• **REQUIRED TASKS**
1. Extract the passage of the scotogenic model abstract starting at "Cite as: https://hdl.handle.net/21.11116/0000-0003-35DB-B" and ending at "right-handed neutrinos (RHNs)", copying it word for word.
2. According to the scotogenic model abstract, how does the model produce small Standard Model neutrino masses? Answer in one to three sentences.
3. Carry on the scotogenic model abstract from the point where it stops.

• **SELECTED EXTRACT**
Hugle, T., Platscher, M., & Schmitz, K. (2018). Low-Scale Leptogenesis in the Scotogenic Neutrino Mass Model. Physical Review D, 98(02): 023020. doi:10.1103/PhysRevD.98.023020.


Cite as: https://hdl.handle.net/21.11116/0000-0003-35DB-B
Abstract
The scotogenic model proposed by Ernest Ma represents an attractive and
minimal example for the generation of small Standard Model neutrino masses via
radiative corrections in the dark matter sector. In this paper, we demonstrate
that, in addition to neutrino masses and dark matter, the scotogenic model also
allows to explain the baryon asymmetry of the Universe via low-scale
leptogenesis. First, we consider the case of two right-handed neutrinos (RHNs)

• **EXTRACTED MATERIAL**
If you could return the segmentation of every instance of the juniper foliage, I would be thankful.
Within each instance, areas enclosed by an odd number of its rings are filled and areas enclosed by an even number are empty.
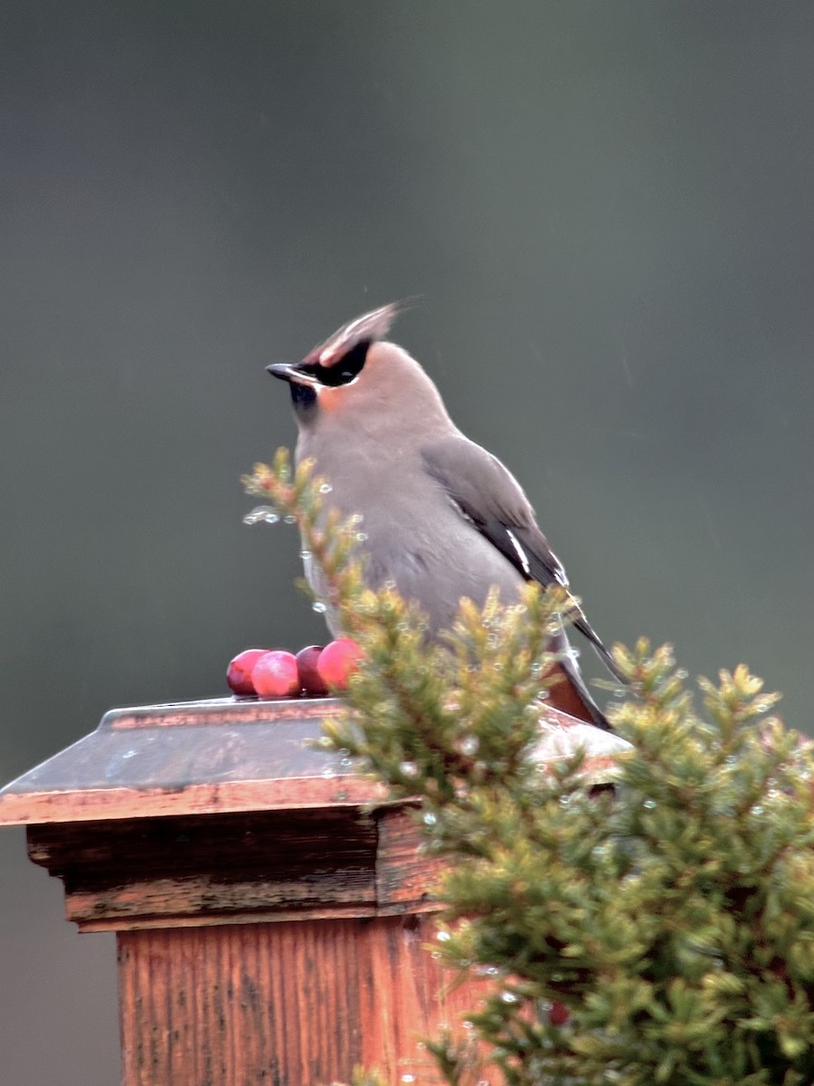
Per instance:
[[[469,1015],[478,1059],[510,1086],[813,1083],[814,755],[777,695],[740,665],[699,680],[699,710],[669,646],[615,646],[637,699],[611,720],[632,750],[597,793],[583,753],[533,757],[564,590],[463,602],[428,644],[394,586],[366,588],[364,526],[326,512],[307,465],[281,450],[244,483],[295,518],[365,649],[326,742],[421,799],[450,861],[437,950],[494,978]],[[450,1083],[476,1081],[471,1046],[430,1047]]]

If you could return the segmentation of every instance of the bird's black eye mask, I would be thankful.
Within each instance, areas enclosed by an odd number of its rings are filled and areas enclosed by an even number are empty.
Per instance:
[[[342,384],[349,384],[359,376],[367,358],[370,340],[360,340],[354,343],[349,351],[346,351],[340,358],[332,362],[330,366],[323,366],[320,362],[304,362],[297,369],[304,374],[310,374],[329,389],[338,389]]]
[[[268,368],[276,377],[282,377],[289,381],[294,411],[297,417],[305,421],[311,417],[316,409],[317,388],[339,389],[343,384],[349,384],[354,381],[365,366],[371,342],[369,339],[359,340],[330,366],[319,362],[319,353],[315,351],[298,366],[269,366]],[[310,362],[310,358],[314,361]],[[307,383],[297,381],[296,374],[307,376],[311,380]]]

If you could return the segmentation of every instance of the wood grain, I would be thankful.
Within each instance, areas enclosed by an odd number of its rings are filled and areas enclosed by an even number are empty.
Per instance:
[[[358,1064],[435,1086],[421,1037],[466,1035],[485,989],[450,988],[432,937],[395,917],[122,933],[124,1086],[318,1086]]]

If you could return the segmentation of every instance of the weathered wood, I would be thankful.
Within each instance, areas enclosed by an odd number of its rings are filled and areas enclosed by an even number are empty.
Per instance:
[[[483,984],[451,987],[432,936],[397,917],[122,933],[124,1086],[318,1086],[357,1064],[433,1086],[421,1037],[466,1035]]]
[[[420,1037],[474,1010],[427,949],[438,860],[415,804],[316,744],[319,700],[117,709],[0,792],[81,931],[115,931],[123,1086],[434,1086]],[[546,709],[535,757],[619,741]],[[489,1086],[489,1076],[479,1076]]]

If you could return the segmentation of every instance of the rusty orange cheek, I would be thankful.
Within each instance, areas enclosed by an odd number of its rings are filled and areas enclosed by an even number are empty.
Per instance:
[[[342,386],[335,389],[322,387],[319,390],[319,406],[325,412],[338,411],[347,396],[347,390]]]

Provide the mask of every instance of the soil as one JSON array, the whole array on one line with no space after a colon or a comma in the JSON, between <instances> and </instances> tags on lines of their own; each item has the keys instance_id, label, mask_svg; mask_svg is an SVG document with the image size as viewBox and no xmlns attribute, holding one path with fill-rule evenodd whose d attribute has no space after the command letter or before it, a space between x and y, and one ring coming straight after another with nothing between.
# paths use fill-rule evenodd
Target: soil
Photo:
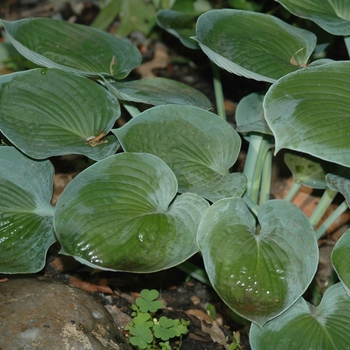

• **ANSWER SECTION**
1.
Cite as: https://hdl.handle.net/21.11116/0000-0003-35DB-B
Abstract
The scotogenic model proposed by Ernest Ma represents an attractive and
minimal example for the generation of small Standard Model neutrino masses via
radiative corrections in the dark matter sector. In this paper, we demonstrate
that, in addition to neutrino masses and dark matter, the scotogenic model also
allows to explain the baryon asymmetry of the Universe via low-scale
leptogenesis. First, we consider the case of two right-handed neutrinos (RHNs)

2. The scotogenic model produces small Standard Model neutrino masses through radiative corrections in the dark matter sector. The abstract calls it an attractive and minimal example of this mechanism.

3.
N_{1,2}, for which we provide an analytical argument why it is impossible to
push the RHN mass scale below M_1^min ~ 10^10 GeV, which is identical to the
value in standard thermal leptogenesis in the type-I seesaw scenario with the
same washout strength. Then, we present a detailed study of the three-RHN case
based on both an analytical and a numerical analysis. In the case of three
RHNs, we obtain a lower bound on the N_1 mass of around 10 TeV. Remarkably
enough, successful low-scale leptogenesis can be achieved without any
degeneracy in the RHN mass spectrum. The only necessary condition is a
suppression in the N_1 Yukawa couplings, which results in suppressed washout
and a small active neutrino mass of around 10^-12 eV. This leads to the
fascinating realization that low-scale leptogenesis in the scotogenic model can
be tested in experiments that aim at measuring the absolute neutrino mass
scale.